练习目标:
把下列所有行排成 Markdown 表格，两列分别为"序号"和"行内容"，空行略去不列。

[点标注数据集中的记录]
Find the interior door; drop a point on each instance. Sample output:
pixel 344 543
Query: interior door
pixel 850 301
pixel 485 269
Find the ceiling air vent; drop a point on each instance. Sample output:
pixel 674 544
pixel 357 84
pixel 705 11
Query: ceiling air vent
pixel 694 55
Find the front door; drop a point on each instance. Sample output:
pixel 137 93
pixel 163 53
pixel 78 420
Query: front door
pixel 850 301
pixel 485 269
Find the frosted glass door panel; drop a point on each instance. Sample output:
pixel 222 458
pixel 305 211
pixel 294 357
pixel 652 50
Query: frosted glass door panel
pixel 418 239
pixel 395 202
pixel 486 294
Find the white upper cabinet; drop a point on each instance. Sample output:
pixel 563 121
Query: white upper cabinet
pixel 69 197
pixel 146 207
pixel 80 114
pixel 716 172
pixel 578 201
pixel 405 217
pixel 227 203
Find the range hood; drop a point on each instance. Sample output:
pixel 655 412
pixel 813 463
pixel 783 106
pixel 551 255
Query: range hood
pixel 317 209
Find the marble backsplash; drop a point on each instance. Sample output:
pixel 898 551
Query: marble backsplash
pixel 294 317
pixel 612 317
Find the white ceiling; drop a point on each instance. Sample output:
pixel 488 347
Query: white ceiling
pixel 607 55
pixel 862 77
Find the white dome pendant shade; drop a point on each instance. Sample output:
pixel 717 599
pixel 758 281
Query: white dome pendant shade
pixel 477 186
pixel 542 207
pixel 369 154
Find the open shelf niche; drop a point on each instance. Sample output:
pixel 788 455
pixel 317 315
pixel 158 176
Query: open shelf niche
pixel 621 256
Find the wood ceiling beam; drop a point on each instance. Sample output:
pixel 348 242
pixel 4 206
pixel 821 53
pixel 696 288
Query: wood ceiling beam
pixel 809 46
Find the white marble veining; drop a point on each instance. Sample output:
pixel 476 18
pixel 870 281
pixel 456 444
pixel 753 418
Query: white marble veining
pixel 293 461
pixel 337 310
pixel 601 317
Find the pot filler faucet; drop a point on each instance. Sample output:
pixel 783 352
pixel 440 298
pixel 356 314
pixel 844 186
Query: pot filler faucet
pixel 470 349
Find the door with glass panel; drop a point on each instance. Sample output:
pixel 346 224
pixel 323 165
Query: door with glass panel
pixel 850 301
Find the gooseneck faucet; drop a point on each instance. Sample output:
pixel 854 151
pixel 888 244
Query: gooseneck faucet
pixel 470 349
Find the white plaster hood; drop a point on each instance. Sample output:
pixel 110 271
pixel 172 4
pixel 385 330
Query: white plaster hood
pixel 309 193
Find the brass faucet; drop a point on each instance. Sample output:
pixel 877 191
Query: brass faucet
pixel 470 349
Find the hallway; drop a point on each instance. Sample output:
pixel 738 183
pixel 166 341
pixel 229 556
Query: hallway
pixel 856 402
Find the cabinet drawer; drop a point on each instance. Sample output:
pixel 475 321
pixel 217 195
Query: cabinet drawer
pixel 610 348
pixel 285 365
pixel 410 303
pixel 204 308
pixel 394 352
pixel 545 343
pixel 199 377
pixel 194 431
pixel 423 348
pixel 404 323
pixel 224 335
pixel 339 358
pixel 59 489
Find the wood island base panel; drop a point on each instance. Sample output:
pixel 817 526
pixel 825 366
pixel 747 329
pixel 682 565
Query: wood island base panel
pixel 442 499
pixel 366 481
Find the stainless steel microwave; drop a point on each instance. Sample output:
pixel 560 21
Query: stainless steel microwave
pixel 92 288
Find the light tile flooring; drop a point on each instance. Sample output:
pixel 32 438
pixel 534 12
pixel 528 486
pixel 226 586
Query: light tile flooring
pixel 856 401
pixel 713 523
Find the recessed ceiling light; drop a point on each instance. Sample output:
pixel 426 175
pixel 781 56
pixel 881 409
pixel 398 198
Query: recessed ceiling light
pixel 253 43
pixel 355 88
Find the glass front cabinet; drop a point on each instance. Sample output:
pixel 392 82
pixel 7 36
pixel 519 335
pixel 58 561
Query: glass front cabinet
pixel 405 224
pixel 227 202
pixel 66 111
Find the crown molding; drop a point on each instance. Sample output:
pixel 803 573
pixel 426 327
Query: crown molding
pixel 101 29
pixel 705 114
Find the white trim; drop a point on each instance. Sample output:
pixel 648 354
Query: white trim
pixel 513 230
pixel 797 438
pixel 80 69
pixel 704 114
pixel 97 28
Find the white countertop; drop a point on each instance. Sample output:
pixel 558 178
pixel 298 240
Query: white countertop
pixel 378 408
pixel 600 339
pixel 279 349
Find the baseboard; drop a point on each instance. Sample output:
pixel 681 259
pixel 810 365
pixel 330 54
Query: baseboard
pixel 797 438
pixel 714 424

参考答案:
| 序号 | 行内容 |
|---|---|
| 1 | Find the interior door; drop a point on each instance. Sample output: |
| 2 | pixel 344 543 |
| 3 | Query: interior door |
| 4 | pixel 850 301 |
| 5 | pixel 485 269 |
| 6 | Find the ceiling air vent; drop a point on each instance. Sample output: |
| 7 | pixel 674 544 |
| 8 | pixel 357 84 |
| 9 | pixel 705 11 |
| 10 | Query: ceiling air vent |
| 11 | pixel 694 55 |
| 12 | Find the front door; drop a point on each instance. Sample output: |
| 13 | pixel 137 93 |
| 14 | pixel 163 53 |
| 15 | pixel 78 420 |
| 16 | Query: front door |
| 17 | pixel 850 301 |
| 18 | pixel 485 269 |
| 19 | Find the frosted glass door panel; drop a point on each instance. Sample output: |
| 20 | pixel 222 458 |
| 21 | pixel 305 211 |
| 22 | pixel 294 357 |
| 23 | pixel 652 50 |
| 24 | Query: frosted glass door panel |
| 25 | pixel 418 239 |
| 26 | pixel 395 202 |
| 27 | pixel 486 294 |
| 28 | Find the white upper cabinet; drop a point on each instance. Sample output: |
| 29 | pixel 563 121 |
| 30 | Query: white upper cabinet |
| 31 | pixel 69 197 |
| 32 | pixel 146 207 |
| 33 | pixel 80 114 |
| 34 | pixel 716 172 |
| 35 | pixel 578 201 |
| 36 | pixel 405 217 |
| 37 | pixel 227 203 |
| 38 | Find the range hood; drop a point on each instance. Sample output: |
| 39 | pixel 655 412 |
| 40 | pixel 813 463 |
| 41 | pixel 783 106 |
| 42 | pixel 551 255 |
| 43 | Query: range hood |
| 44 | pixel 317 209 |
| 45 | Find the marble backsplash; drop a point on each instance. Sample output: |
| 46 | pixel 898 551 |
| 47 | Query: marble backsplash |
| 48 | pixel 294 317 |
| 49 | pixel 612 317 |
| 50 | Find the white ceiling; drop a point on each instance. Sample output: |
| 51 | pixel 488 347 |
| 52 | Query: white ceiling |
| 53 | pixel 607 55 |
| 54 | pixel 862 77 |
| 55 | Find the white dome pendant shade; drop a point on each instance. Sample output: |
| 56 | pixel 717 599 |
| 57 | pixel 758 281 |
| 58 | Query: white dome pendant shade |
| 59 | pixel 477 186 |
| 60 | pixel 542 207 |
| 61 | pixel 369 154 |
| 62 | Find the open shelf niche; drop a point on each instance. Sample output: |
| 63 | pixel 788 455 |
| 64 | pixel 317 315 |
| 65 | pixel 158 176 |
| 66 | Query: open shelf niche |
| 67 | pixel 621 256 |
| 68 | Find the wood ceiling beam; drop a point on each instance. Sample output: |
| 69 | pixel 348 242 |
| 70 | pixel 4 206 |
| 71 | pixel 821 53 |
| 72 | pixel 696 288 |
| 73 | Query: wood ceiling beam |
| 74 | pixel 809 46 |
| 75 | Find the white marble veining; drop a point on each instance. Sample output: |
| 76 | pixel 476 18 |
| 77 | pixel 870 281 |
| 78 | pixel 456 444 |
| 79 | pixel 753 418 |
| 80 | Query: white marble veining |
| 81 | pixel 293 461 |
| 82 | pixel 337 310 |
| 83 | pixel 601 317 |
| 84 | Find the pot filler faucet; drop a point on each instance. Sample output: |
| 85 | pixel 783 352 |
| 86 | pixel 440 298 |
| 87 | pixel 356 314 |
| 88 | pixel 844 186 |
| 89 | Query: pot filler faucet |
| 90 | pixel 470 349 |
| 91 | Find the door with glass panel; drop a point on each instance. Sample output: |
| 92 | pixel 346 224 |
| 93 | pixel 323 165 |
| 94 | Query: door with glass panel |
| 95 | pixel 850 301 |
| 96 | Find the gooseneck faucet; drop a point on each instance. Sample output: |
| 97 | pixel 854 151 |
| 98 | pixel 888 244 |
| 99 | Query: gooseneck faucet |
| 100 | pixel 470 349 |
| 101 | Find the white plaster hood; drop a point on each instance. Sample output: |
| 102 | pixel 110 271 |
| 103 | pixel 172 4 |
| 104 | pixel 385 330 |
| 105 | Query: white plaster hood |
| 106 | pixel 309 193 |
| 107 | Find the brass faucet; drop a point on each instance. Sample output: |
| 108 | pixel 877 191 |
| 109 | Query: brass faucet |
| 110 | pixel 470 349 |
| 111 | Find the hallway; drop a point on each instance. Sample output: |
| 112 | pixel 738 183 |
| 113 | pixel 166 341 |
| 114 | pixel 229 556 |
| 115 | Query: hallway |
| 116 | pixel 856 402 |
| 117 | Find the cabinet drawer; drop a point on each instance. Sample output: |
| 118 | pixel 475 321 |
| 119 | pixel 217 195 |
| 120 | Query: cabinet drawer |
| 121 | pixel 610 348 |
| 122 | pixel 285 365 |
| 123 | pixel 410 303 |
| 124 | pixel 204 308 |
| 125 | pixel 394 352 |
| 126 | pixel 545 343 |
| 127 | pixel 199 377 |
| 128 | pixel 194 431 |
| 129 | pixel 423 348 |
| 130 | pixel 404 323 |
| 131 | pixel 224 335 |
| 132 | pixel 339 358 |
| 133 | pixel 59 489 |
| 134 | Find the wood island base panel; drop a point on each instance. Sample output: |
| 135 | pixel 817 526 |
| 136 | pixel 825 366 |
| 137 | pixel 747 329 |
| 138 | pixel 682 565 |
| 139 | Query: wood island base panel |
| 140 | pixel 442 499 |
| 141 | pixel 366 481 |
| 142 | Find the stainless steel microwave; drop a point on each instance. Sample output: |
| 143 | pixel 560 21 |
| 144 | Query: stainless steel microwave |
| 145 | pixel 92 288 |
| 146 | Find the light tile flooring; drop a point on each instance. Sample output: |
| 147 | pixel 32 438 |
| 148 | pixel 534 12 |
| 149 | pixel 528 486 |
| 150 | pixel 226 586 |
| 151 | Query: light tile flooring |
| 152 | pixel 856 401 |
| 153 | pixel 713 523 |
| 154 | Find the recessed ceiling light; drop a point on each instance. Sample output: |
| 155 | pixel 426 175 |
| 156 | pixel 781 56 |
| 157 | pixel 881 409 |
| 158 | pixel 398 198 |
| 159 | Query: recessed ceiling light |
| 160 | pixel 253 43 |
| 161 | pixel 355 88 |
| 162 | Find the glass front cabinet; drop a point on each instance. Sample output: |
| 163 | pixel 392 82 |
| 164 | pixel 7 36 |
| 165 | pixel 519 335 |
| 166 | pixel 58 561 |
| 167 | Query: glass front cabinet |
| 168 | pixel 405 224 |
| 169 | pixel 227 202 |
| 170 | pixel 66 111 |
| 171 | Find the crown molding; drop a point on each instance. Sample output: |
| 172 | pixel 803 573 |
| 173 | pixel 426 327 |
| 174 | Query: crown molding |
| 175 | pixel 101 29 |
| 176 | pixel 705 114 |
| 177 | Find the white trim; drop a point on each instance. Sample output: |
| 178 | pixel 648 354 |
| 179 | Query: white trim |
| 180 | pixel 513 230 |
| 181 | pixel 797 438 |
| 182 | pixel 80 69 |
| 183 | pixel 704 114 |
| 184 | pixel 97 28 |
| 185 | Find the white countertop; drop a point on each instance. Sample output: |
| 186 | pixel 558 178 |
| 187 | pixel 298 240 |
| 188 | Query: white countertop |
| 189 | pixel 378 408 |
| 190 | pixel 600 339 |
| 191 | pixel 279 349 |
| 192 | Find the baseboard; drop a point on each instance. Sample output: |
| 193 | pixel 681 259 |
| 194 | pixel 810 365 |
| 195 | pixel 330 54 |
| 196 | Query: baseboard |
| 197 | pixel 797 438 |
| 198 | pixel 714 424 |